» SHORT EXERCISE
Recast the lines below as a two-column CSV with the headers "request" and "points". Make one row for each request, holding its text and its answer, each in its own quoted field, with line breaks turned into spaces.

» EXTRACTED RECORDS
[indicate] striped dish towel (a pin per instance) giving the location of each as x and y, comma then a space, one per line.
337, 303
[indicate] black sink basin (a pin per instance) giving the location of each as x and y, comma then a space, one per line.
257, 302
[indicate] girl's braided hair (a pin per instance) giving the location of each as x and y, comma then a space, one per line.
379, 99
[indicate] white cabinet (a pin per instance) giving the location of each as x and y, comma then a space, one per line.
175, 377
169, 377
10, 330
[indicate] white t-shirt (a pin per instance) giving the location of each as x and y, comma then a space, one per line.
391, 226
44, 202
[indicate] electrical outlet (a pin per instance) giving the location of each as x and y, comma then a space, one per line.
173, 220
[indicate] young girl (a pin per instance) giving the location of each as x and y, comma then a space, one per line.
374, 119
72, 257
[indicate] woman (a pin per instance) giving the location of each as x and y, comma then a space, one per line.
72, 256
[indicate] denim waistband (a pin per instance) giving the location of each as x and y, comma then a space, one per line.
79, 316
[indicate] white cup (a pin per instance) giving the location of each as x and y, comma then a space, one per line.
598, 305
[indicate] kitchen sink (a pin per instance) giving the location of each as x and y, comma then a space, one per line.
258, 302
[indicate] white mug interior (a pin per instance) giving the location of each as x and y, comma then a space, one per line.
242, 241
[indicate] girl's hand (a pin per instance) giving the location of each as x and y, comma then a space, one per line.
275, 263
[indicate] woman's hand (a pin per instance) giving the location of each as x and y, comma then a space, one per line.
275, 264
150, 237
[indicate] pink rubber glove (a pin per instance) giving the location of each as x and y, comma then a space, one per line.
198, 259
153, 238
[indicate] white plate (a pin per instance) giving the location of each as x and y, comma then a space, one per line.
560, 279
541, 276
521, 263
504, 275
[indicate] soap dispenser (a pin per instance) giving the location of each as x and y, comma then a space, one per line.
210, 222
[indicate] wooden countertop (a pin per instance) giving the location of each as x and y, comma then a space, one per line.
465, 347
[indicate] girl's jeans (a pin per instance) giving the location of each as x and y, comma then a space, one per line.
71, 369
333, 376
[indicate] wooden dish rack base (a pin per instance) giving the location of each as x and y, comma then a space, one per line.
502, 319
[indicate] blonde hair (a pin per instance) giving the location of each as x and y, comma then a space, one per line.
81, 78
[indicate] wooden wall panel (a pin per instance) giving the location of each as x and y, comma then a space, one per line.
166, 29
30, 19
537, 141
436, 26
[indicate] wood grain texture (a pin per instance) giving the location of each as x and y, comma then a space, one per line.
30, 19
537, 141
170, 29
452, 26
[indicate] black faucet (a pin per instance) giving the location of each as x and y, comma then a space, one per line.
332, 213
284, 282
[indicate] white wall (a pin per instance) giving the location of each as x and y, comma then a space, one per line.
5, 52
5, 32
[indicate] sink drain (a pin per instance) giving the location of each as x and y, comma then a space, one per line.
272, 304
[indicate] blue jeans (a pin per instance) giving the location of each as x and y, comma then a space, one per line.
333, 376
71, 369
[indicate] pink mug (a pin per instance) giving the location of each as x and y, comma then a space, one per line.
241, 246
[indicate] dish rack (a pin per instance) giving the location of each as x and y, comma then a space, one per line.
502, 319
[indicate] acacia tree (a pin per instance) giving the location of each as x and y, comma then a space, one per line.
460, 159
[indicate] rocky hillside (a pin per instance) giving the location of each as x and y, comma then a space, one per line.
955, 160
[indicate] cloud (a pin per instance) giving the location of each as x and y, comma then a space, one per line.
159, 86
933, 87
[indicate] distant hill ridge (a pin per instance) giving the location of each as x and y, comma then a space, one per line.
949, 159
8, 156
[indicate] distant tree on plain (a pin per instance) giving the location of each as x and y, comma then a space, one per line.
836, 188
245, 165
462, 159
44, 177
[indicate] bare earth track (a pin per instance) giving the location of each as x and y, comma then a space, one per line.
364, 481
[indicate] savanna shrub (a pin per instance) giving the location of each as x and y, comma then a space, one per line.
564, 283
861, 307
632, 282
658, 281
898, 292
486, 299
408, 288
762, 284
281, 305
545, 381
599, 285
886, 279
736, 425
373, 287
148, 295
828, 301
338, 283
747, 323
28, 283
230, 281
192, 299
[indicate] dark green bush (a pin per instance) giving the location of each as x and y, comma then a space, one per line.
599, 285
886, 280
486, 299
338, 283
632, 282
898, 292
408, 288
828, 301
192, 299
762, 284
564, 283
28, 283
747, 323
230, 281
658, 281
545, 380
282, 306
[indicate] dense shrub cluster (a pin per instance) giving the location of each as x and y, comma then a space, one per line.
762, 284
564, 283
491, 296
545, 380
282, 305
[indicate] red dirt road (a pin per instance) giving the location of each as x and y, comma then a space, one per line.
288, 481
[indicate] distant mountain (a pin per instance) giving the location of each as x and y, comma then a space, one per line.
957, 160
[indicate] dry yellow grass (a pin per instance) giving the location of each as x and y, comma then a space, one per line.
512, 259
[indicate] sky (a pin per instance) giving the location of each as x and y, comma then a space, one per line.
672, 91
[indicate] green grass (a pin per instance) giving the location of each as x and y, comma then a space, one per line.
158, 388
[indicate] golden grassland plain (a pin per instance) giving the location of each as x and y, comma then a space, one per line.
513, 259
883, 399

» EXPECTED OUTPUT
request,points
"[indicate] striped dish towel (a pin per instance) giving the location of each as x and y, comma then a space, one per line.","337, 303"
"[indicate] black sink basin (a pin per instance) giving the location of each as x and y, comma then a space, one per line.","257, 302"
"[indicate] girl's braided hair (a pin per instance) giving the location of each as x and y, comma then a space, one per line.","379, 99"
"[indicate] white cabinet (a pin per instance) giving the location of each as x and y, comma then a space, one per line.","175, 377 169, 377 10, 330"
"[indicate] white t-shirt (a pin per instance) giving the location of each as x and y, comma then a space, one per line.","391, 226 44, 202"
"[indicate] electrical outlet (a pin per instance) giving the location of each as x and y, comma then a space, one per line.","173, 220"
"[indicate] young girl (a pin per instance) giving the location of each as x and y, comma then a space, one per line.","374, 119 72, 257"
"[indicate] woman (a pin per instance) giving the location of each as x and y, comma then a space, one per line.","72, 256"
"[indicate] denim waistband (a pin per instance) giving the location of each as x and y, comma then a space, one per line.","79, 316"
"[indicate] white cup (a pin per instance) giving the location of each as x and y, comma then a space, one per line.","598, 305"
"[indicate] kitchen sink (a pin per instance) giving the location of each as x and y, comma then a space, one per line.","258, 302"
"[indicate] white mug interior (a pin per instance) giving the location of each as x and y, comma then a space, one per line.","242, 241"
"[indicate] girl's hand (a pin per instance) giving the location of each as x and y, comma then a space, one per line.","275, 263"
"[indicate] woman's hand (a pin per instance) giving the location of each as x and y, comma then a space, one per line.","275, 264 150, 237"
"[indicate] pink rubber glove (a pin per instance) giving the location of each as x and y, comma then a space, one per line.","198, 259 153, 238"
"[indicate] white plate (a pin per instance) giving the location of each as x and y, comma then a space, one per line.","560, 279 541, 276 521, 263 504, 275"
"[indicate] soap dispenser (a pin per instance) giving the location of each as x and y, comma then a space, one per line.","210, 222"
"[indicate] wooden countertop (a pin per instance) giving the location of each as x and y, comma then a space, one per line.","465, 347"
"[indicate] girl's jeans (a pin per instance) giving the location of each as x and y, comma then a space, one per line.","71, 369 333, 376"
"[indicate] wooden dish rack base (a pin per instance) giving the location of each as x and y, comma then a space, one per line.","502, 319"
"[indicate] blonde hair (a pin per instance) giving the location of each as x and y, comma then a space, one per line.","81, 78"
"[indicate] wooden wall panel (a pin per instance) giving the location of each as x and y, comma then a space, one per line.","166, 29 30, 19 537, 141 436, 26"
"[indicate] wood grain texture (a pin per instance) giving the location of each as x and y, comma then a space, one per line.","30, 19 537, 141 170, 29 452, 26"
"[indicate] black faucet (a pin per instance) giving the location of each as x and y, comma then a space, one per line.","332, 213 284, 282"
"[indicate] white wall (a pin per instance) giving the location of each as x and y, comma then a space, one per line.","5, 52 5, 32"
"[indicate] sink drain (a pin per instance) giving the location of each as x and y, comma then a space, one per line.","272, 304"
"[indicate] blue jeans (a pin per instance) giving the location of each as x and y, comma then a space, one per line.","333, 376 71, 369"
"[indicate] pink mug (a pin per instance) giving the location of each as x and y, comma then a space, one per line.","241, 246"
"[indicate] dish rack (a pin per instance) giving the location of each as x and y, comma then a space, one per line.","502, 319"
"[indicate] acacia tree (a pin per instance) giving the location of each as x and y, comma then a space, one per line.","460, 159"
"[indicate] rocky hillside (a pin per instance) giving the location of each as x and y, comma then a space, one per line.","955, 160"
"[indicate] cloud (a pin per instance) giving the location of each as x and y, comma then a space, one per line.","159, 86 933, 87"
"[indicate] distant hill ridge (a pin per instance) giving the location of each as x and y, comma then a space, one per line.","949, 159 8, 156"
"[indicate] distant tree on plain (a pin per instance) giving the location of each as x and y, comma then a space, one per line.","836, 188 245, 165 462, 159 44, 177"
"[indicate] bare earth track (a pin per instance) giving the location of each as x and y, comma then a space, one per line.","364, 481"
"[indicate] savanna shrub (a pin per instance) giving the location of each as x and y, comma then a space, one per line.","564, 283 861, 307 632, 282 658, 281 898, 292 486, 299 408, 288 762, 284 281, 305 545, 381 599, 285 886, 279 736, 425 373, 287 148, 295 828, 301 338, 283 747, 323 28, 283 230, 281 192, 299"
"[indicate] dark green bush (a pin per instance) giving the location of each as x and y, comma then a space, one per line.","599, 285 886, 280 486, 299 338, 283 632, 282 898, 292 408, 288 828, 301 192, 299 762, 284 564, 283 28, 283 747, 323 230, 281 658, 281 545, 380 282, 306"
"[indicate] dense shrub cluster (a pin per instance) giving the location of each as x and y, comma then a space, one per line.","762, 284 564, 283 491, 296 545, 380 282, 305"
"[indicate] red dirt road (a pin per instance) giving the location of each as x and y, comma then a space, one per line.","288, 481"
"[indicate] distant mountain (a pin per instance) giving the location of each as x and y, comma then a space, one per line.","957, 160"
"[indicate] dry yellow grass (a pin per instance) giving the location of each as x and y, comma then a space, one per line.","512, 259"
"[indicate] sky (a pin per instance) giving the location of each as x and y, comma then a space, one per line.","672, 91"
"[indicate] green grass (a pin per instance) giving the location of each as x and y, comma then a space, one per line.","158, 388"
"[indicate] golden grassland plain (a pin per instance) giving the location of each as x and y, comma then a space, one per line.","513, 259 883, 399"